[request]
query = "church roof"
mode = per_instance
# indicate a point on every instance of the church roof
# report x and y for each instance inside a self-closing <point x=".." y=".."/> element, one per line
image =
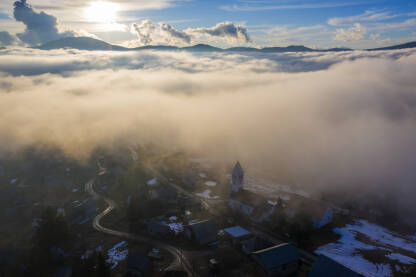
<point x="237" y="168"/>
<point x="247" y="197"/>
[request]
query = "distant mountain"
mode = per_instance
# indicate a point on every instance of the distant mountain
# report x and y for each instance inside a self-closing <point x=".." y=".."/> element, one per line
<point x="86" y="43"/>
<point x="156" y="47"/>
<point x="396" y="47"/>
<point x="243" y="49"/>
<point x="202" y="48"/>
<point x="80" y="43"/>
<point x="338" y="49"/>
<point x="292" y="48"/>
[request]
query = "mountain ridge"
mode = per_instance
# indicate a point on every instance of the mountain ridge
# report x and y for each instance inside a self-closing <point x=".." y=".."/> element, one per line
<point x="91" y="44"/>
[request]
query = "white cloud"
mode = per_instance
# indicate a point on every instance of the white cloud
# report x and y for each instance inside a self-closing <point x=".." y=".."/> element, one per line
<point x="149" y="33"/>
<point x="355" y="120"/>
<point x="226" y="30"/>
<point x="367" y="16"/>
<point x="251" y="7"/>
<point x="357" y="32"/>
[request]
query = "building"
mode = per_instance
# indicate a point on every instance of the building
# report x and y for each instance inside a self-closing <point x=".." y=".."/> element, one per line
<point x="203" y="232"/>
<point x="237" y="234"/>
<point x="138" y="266"/>
<point x="279" y="260"/>
<point x="325" y="266"/>
<point x="254" y="244"/>
<point x="237" y="178"/>
<point x="320" y="213"/>
<point x="156" y="228"/>
<point x="248" y="203"/>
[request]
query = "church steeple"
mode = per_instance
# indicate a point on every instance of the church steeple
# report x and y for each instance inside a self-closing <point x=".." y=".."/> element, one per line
<point x="237" y="178"/>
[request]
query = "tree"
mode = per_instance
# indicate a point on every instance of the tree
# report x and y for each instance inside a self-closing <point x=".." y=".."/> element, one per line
<point x="102" y="267"/>
<point x="53" y="230"/>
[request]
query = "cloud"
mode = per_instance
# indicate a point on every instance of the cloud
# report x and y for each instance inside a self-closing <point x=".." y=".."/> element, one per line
<point x="144" y="31"/>
<point x="367" y="16"/>
<point x="226" y="30"/>
<point x="174" y="33"/>
<point x="7" y="39"/>
<point x="357" y="32"/>
<point x="347" y="125"/>
<point x="40" y="27"/>
<point x="261" y="7"/>
<point x="150" y="33"/>
<point x="21" y="61"/>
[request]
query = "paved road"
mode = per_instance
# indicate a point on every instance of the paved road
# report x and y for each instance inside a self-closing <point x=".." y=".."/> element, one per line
<point x="180" y="258"/>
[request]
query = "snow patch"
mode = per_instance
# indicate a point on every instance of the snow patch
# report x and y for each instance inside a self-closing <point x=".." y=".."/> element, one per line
<point x="202" y="175"/>
<point x="401" y="258"/>
<point x="116" y="255"/>
<point x="206" y="194"/>
<point x="345" y="250"/>
<point x="152" y="182"/>
<point x="176" y="227"/>
<point x="210" y="183"/>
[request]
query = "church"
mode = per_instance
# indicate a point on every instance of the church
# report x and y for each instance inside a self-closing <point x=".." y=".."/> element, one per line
<point x="243" y="201"/>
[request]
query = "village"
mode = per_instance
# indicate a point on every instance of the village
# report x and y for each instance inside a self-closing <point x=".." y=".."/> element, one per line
<point x="178" y="217"/>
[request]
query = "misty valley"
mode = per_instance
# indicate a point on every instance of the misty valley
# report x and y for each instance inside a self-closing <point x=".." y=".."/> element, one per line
<point x="172" y="138"/>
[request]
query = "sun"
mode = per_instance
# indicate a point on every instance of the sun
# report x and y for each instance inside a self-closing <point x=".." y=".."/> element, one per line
<point x="101" y="12"/>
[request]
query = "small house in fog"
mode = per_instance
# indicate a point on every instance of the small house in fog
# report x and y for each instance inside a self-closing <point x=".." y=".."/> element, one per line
<point x="156" y="228"/>
<point x="325" y="266"/>
<point x="255" y="244"/>
<point x="237" y="234"/>
<point x="320" y="214"/>
<point x="279" y="260"/>
<point x="138" y="266"/>
<point x="203" y="232"/>
<point x="246" y="202"/>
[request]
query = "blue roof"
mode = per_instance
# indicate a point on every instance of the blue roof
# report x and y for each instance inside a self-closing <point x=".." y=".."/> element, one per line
<point x="325" y="266"/>
<point x="237" y="231"/>
<point x="277" y="255"/>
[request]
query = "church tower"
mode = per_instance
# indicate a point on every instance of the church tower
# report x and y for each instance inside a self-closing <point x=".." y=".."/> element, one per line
<point x="237" y="178"/>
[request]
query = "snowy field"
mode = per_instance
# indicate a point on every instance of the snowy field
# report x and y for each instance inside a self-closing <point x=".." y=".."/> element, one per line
<point x="207" y="194"/>
<point x="362" y="235"/>
<point x="117" y="254"/>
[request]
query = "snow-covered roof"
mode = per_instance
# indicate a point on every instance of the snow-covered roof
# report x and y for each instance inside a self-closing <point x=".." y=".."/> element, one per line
<point x="237" y="231"/>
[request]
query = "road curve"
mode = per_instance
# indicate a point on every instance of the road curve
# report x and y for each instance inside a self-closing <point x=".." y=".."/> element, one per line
<point x="180" y="258"/>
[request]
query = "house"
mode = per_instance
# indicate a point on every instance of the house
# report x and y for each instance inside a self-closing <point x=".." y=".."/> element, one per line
<point x="246" y="202"/>
<point x="325" y="266"/>
<point x="279" y="260"/>
<point x="63" y="271"/>
<point x="320" y="213"/>
<point x="203" y="232"/>
<point x="165" y="194"/>
<point x="156" y="228"/>
<point x="138" y="266"/>
<point x="254" y="244"/>
<point x="237" y="234"/>
<point x="237" y="178"/>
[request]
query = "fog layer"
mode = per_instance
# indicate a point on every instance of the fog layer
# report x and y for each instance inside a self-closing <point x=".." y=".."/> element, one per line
<point x="349" y="121"/>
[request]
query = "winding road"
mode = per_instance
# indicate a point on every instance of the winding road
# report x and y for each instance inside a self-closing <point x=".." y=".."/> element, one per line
<point x="180" y="258"/>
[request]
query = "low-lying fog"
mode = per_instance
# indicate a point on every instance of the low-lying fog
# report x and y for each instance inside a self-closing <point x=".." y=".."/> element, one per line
<point x="332" y="120"/>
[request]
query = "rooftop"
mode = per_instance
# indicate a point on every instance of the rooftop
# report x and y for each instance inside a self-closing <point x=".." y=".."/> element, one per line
<point x="326" y="266"/>
<point x="237" y="231"/>
<point x="277" y="255"/>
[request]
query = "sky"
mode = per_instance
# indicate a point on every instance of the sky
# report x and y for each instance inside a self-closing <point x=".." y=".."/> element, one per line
<point x="315" y="23"/>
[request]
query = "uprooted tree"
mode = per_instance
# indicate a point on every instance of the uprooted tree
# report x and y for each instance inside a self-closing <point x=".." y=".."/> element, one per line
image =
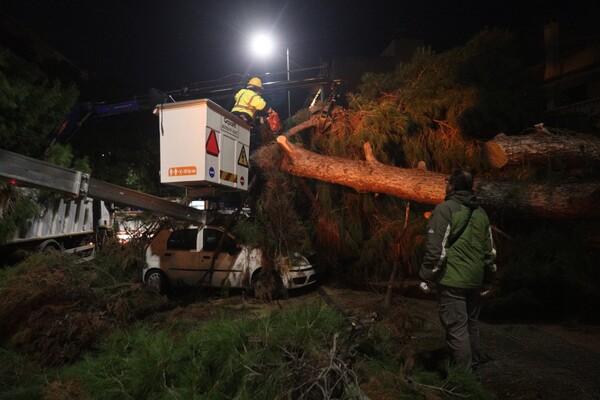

TASK STATEMENT - Print every entry exactly. Pictures are not part of the copy.

TASK RESPONSE -
[request]
query = "church roof"
mode = per_instance
# indicate a point on every instance of the church roof
# report x and y for each instance inside a self-closing <point x=".." y=".."/> element, one per line
image =
<point x="237" y="168"/>
<point x="247" y="197"/>
[request]
query = "distant mountain"
mode = per_instance
# indicate a point on every instance of the distant mountain
# report x and y for each instance inside a self-closing <point x=".." y=".."/> element, one per line
<point x="86" y="43"/>
<point x="156" y="47"/>
<point x="396" y="47"/>
<point x="243" y="49"/>
<point x="202" y="48"/>
<point x="80" y="43"/>
<point x="338" y="49"/>
<point x="292" y="48"/>
[request]
query = "mountain ridge"
mode = per_instance
# indicate a point on every instance of the mountain ridge
# report x and y for each instance inside a self-closing <point x=".." y=".."/> element, one per line
<point x="91" y="44"/>
[request]
query = "white cloud"
mode = per_instance
# indicate a point on every instance of the white cloud
# report x and y for each instance inside a self-closing <point x=".." y=".."/> element, one per line
<point x="149" y="33"/>
<point x="355" y="120"/>
<point x="226" y="30"/>
<point x="367" y="16"/>
<point x="251" y="7"/>
<point x="357" y="32"/>
[request]
query = "building"
mode = per_instance
# indicate a point on every instance of the building
# report x and y for each instance inside a self-closing <point x=".." y=".."/> element, one per line
<point x="203" y="232"/>
<point x="237" y="234"/>
<point x="138" y="266"/>
<point x="279" y="260"/>
<point x="325" y="266"/>
<point x="254" y="244"/>
<point x="237" y="178"/>
<point x="320" y="213"/>
<point x="156" y="228"/>
<point x="248" y="203"/>
[request]
query = "church steeple"
mode = per_instance
# indicate a point on every instance of the church steeple
# report x and y for each instance inside a self-closing <point x=".." y=".."/> element, one per line
<point x="237" y="178"/>
[request]
query = "tree"
mode = per_instance
# indicate a point on every instance of the tree
# report x and y for each instance inside a self-closing <point x=".." y=".."/> element, one per line
<point x="102" y="267"/>
<point x="53" y="230"/>
[request]
query = "cloud"
mode = per_instance
# indicate a point on every instance of the cloud
# report x and y for each instance inside a self-closing <point x=".." y=".."/> element, one per line
<point x="144" y="31"/>
<point x="367" y="16"/>
<point x="226" y="30"/>
<point x="174" y="33"/>
<point x="7" y="39"/>
<point x="357" y="32"/>
<point x="347" y="125"/>
<point x="40" y="27"/>
<point x="261" y="7"/>
<point x="150" y="33"/>
<point x="21" y="61"/>
[request]
query = "paved road"
mode = per_instance
# indicate a point on every instance of the paved road
# report x and y for each instance inside a self-closing <point x=".." y=".."/> element, one per line
<point x="180" y="258"/>
[request]
query = "snow patch"
mode = per_instance
# indicate a point on every instance of the snow patch
# report x and y for each instance inside a self-closing <point x=".." y=".."/> element, one per line
<point x="202" y="175"/>
<point x="401" y="258"/>
<point x="116" y="255"/>
<point x="206" y="194"/>
<point x="345" y="250"/>
<point x="152" y="182"/>
<point x="176" y="227"/>
<point x="210" y="183"/>
[request]
query = "church"
mode = per_instance
# indicate a point on every instance of the church
# report x and y for each instance inside a self-closing <point x=".." y=".."/> element, one per line
<point x="243" y="201"/>
[request]
query = "village"
mode = per_instance
# indicate a point on every instance of the village
# report x and y for each instance inside a self-closing <point x=".." y=".."/> element, one per line
<point x="178" y="217"/>
[request]
query = "misty valley"
mode = per_instance
# indicate a point on every instance of the misty valley
# report x and y for each instance inside a self-closing <point x=".." y=".."/> element, one per line
<point x="172" y="138"/>
[request]
query = "sun"
mode = per_instance
# indicate a point on every instance of the sun
# report x and y for each instance inside a self-closing <point x=".." y=".."/> element, one per line
<point x="101" y="12"/>
[request]
query = "small house in fog"
mode = per_instance
# indicate a point on every instance of the small house in fog
# report x and y for each instance inside a self-closing <point x=".." y=".."/> element, one per line
<point x="156" y="228"/>
<point x="325" y="266"/>
<point x="255" y="244"/>
<point x="237" y="234"/>
<point x="320" y="214"/>
<point x="279" y="260"/>
<point x="138" y="266"/>
<point x="203" y="232"/>
<point x="246" y="202"/>
[request]
query = "blue roof"
mode = per_instance
# indicate a point on every instance of the blue roof
# report x and y for each instance inside a self-closing <point x=".." y=".."/> element, one per line
<point x="325" y="266"/>
<point x="237" y="231"/>
<point x="277" y="255"/>
[request]
query = "church tower"
mode = per_instance
# indicate a point on every instance of the church tower
# report x and y for each instance inside a self-closing <point x=".." y=".."/> element, one per line
<point x="237" y="178"/>
[request]
query = "snowy field"
mode = per_instance
# indicate a point on every instance of the snowy field
# report x and y for each instance inside a self-closing <point x=".." y=".."/> element, one per line
<point x="207" y="194"/>
<point x="362" y="235"/>
<point x="117" y="254"/>
[request]
query = "snow-covered roof"
mode = per_instance
# indicate a point on every instance of the snow-covered roof
# report x and y for each instance inside a self-closing <point x=".." y=".."/> element, one per line
<point x="237" y="231"/>
[request]
query = "road curve"
mode = per_instance
# indicate a point on every instance of the road curve
# report x and y for each instance inside a self-closing <point x=".." y=".."/> element, one per line
<point x="180" y="258"/>
[request]
query = "house"
mode = per_instance
# indicate a point on every instance of the house
# report x and y for each instance inside a self-closing <point x=".." y=".."/> element, one per line
<point x="246" y="202"/>
<point x="325" y="266"/>
<point x="279" y="260"/>
<point x="63" y="271"/>
<point x="320" y="213"/>
<point x="203" y="232"/>
<point x="165" y="194"/>
<point x="156" y="228"/>
<point x="138" y="266"/>
<point x="254" y="244"/>
<point x="237" y="234"/>
<point x="237" y="178"/>
[request]
query = "fog layer"
mode = per_instance
# indicate a point on every instance of the fog layer
# report x and y for each instance inside a self-closing <point x=".." y=".."/> element, one per line
<point x="349" y="121"/>
[request]
query = "winding road"
mode = per_instance
# indicate a point on every instance of the winding road
# report x and y for each instance inside a self-closing <point x=".." y=".."/> element, one per line
<point x="180" y="258"/>
[request]
query = "low-lying fog"
mode = per_instance
# indicate a point on every instance of the low-lying fog
# report x and y for each instance inside a self-closing <point x=".." y=".."/> element, one per line
<point x="332" y="120"/>
[request]
query = "rooftop"
mode = per_instance
# indicate a point on every instance of the rooftop
# report x and y for each instance inside a self-closing <point x=".." y=".."/> element, one per line
<point x="326" y="266"/>
<point x="237" y="231"/>
<point x="277" y="255"/>
[request]
query = "sky"
mode = per_instance
# indicate a point on every instance of the sky
# report x and y for each instance inside a self-closing <point x=".." y=".."/> element, one per line
<point x="315" y="23"/>
[request]
query = "uprooted tree"
mode = per_instance
# indicate a point on every instance of the uprooted tree
# report x and y for each instance inside a self-closing <point x=".." y=".."/> element, one per line
image =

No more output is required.